Wednesday, September 02, 2009

Writing inspiration

It's time for a writing inspiration roundup; all of these are from Writers' Rooms at The Guardian. (Go there: the pictures are interesting, too.)

Justin Cartwright:
I think the secret with writing is to do it every day. I have in this room more or less everything I need, from reference books to Post-it notes, so that I have no excuse for pencil sharpening. There is a small kitchen, where each day starts with an elaborate coffee ritual.

Alexander Masters:
There's no pattern about the way I write, except it's always the first thing I do. I wake up anywhere between 4am and 10am, depending on the merriments of the night before or if a dream jolts me, then scribble, type or slash through yesterday's work till I start to feel a little sick from not eating.

Miranda Seymour:
I don't start writing until I've done the research and got an idea pretty clear. When I sit down here, with my laptop, I've got my work pared down to a bunch of typed notes and a page of scribbles about the way the chapter or piece might take shape. It doesn't always take that shape, but I like the reassurance.

Peter York:
How could books drive me out of my book room? It's just as well that I write in the same facile way wherever I am - no blocks or anguish, no contemplation, no elaborate revision, no need for love-tokens or nice views. Mine is street-level urban W1, but I usually close the shutters.

David Starkey:
I organise my work in the form of a daily diary. Each chapter is strictly chronological but is also monothematic - say, a war, a set of peace negotiations, a joust. I normally begin my first paragraph just before I break for lunch and then work solidly through the afternoon. I start cooking supper at about half past five or six and then go back to the Mac for a final blitz before drinks. Every three or four days, I'll finish a chapter, which James reads over drinks, while I try not to watch his expression. It's better than any publisher's editor and instantaneous.

..........

What you need to do
- 1) In the writing inspiration post, what is the source of all the quoted passages?
- 2) Copy the writing inspiration post word for word, starting at "It's time for" and ending at "from not eating.".
- 3) Pick up the writing inspiration post after its final sentence and keep writing.

..........

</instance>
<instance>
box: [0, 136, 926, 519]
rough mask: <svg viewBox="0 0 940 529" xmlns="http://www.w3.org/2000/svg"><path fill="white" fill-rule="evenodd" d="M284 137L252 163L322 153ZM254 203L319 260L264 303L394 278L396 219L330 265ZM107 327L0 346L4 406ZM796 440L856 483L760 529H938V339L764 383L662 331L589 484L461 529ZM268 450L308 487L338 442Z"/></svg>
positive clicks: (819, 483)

..........

List of answers
- 1) Writers' Rooms at The Guardian.

- 2)
It's time for a writing inspiration roundup; all of these are from Writers' Rooms at The Guardian. (Go there: the pictures are interesting, too.)

Justin Cartwright:
I think the secret with writing is to do it every day. I have in this room more or less everything I need, from reference books to Post-it notes, so that I have no excuse for pencil sharpening. There is a small kitchen, where each day starts with an elaborate coffee ritual.

Alexander Masters:
There's no pattern about the way I write, except it's always the first thing I do. I wake up anywhere between 4am and 10am, depending on the merriments of the night before or if a dream jolts me, then scribble, type or slash through yesterday's work till I start to feel a little sick from not eating.

- 3)
Jonathan Bate:
The very early morning, before the mayhem of the school run, is the best time for sustained writing. If I haven't hit 500 words by breakfast, the day can be forgotten - the rest of it will be squandered on emails, pencil-sharpening and web-surfing.

Edited to add: Judging my day by Bate's description, I'd better give up right now.

9 comments:

Anonymous said...

Pleased to see that you've discovered one of my favourite slots in The Guardian. Now, why am I not surprised?

Well Done!

undine said...

Thanks, anon! It's a great site, isn't it? I'd seen it before but hadn't looked much beyond the pictures, which are somehow mesmerizing.

Anonymous said...

Yes, as you say, some of the pictures are mesmerizing. I find it interesting to compare the austerity and neatness of writers' rooms in the Victorian era to those of more recent and current times. However, perhaps that is to be expected. Interesting too that some of them, Shaw and Woolf for example, resorted to writer's huts in their gardens.

I always read the text. Some is so frightfully precious. I find it hard to believe - in truth I don't yet, I read on with a sort of cynical fascination. Ah, give me John McGahern, Sebastian Barry or Wendy Cope with their simplicity and (apparent) honesty.

And I have to admit that the untidier the room, the greater the empathy!

Anonymous said...

These are great to ponder. Thanks so much for posting them!

Anonymous said...

Great. Now I am THAT much more depressed over the fact that I live in a TINY, NO-OFFICE house (oh, and I have a toddler at home and a book to write).

Insert whining baby sound here.

undine said...

Anonymous, I liked Jane Austen's especially for that reason: a little octagonal table, and that's about it. The garden hut or writer's house is a particularly tempting fantasy, though.

Ink, you're welcome. Now if it would help with writing!

Pocha23, not whining at all; those are tough constraints. Take a look at Jane Austen's space, though; it's a definition of doing much with almost nothing.

Anonymous said...

"Doing much with almost nothing".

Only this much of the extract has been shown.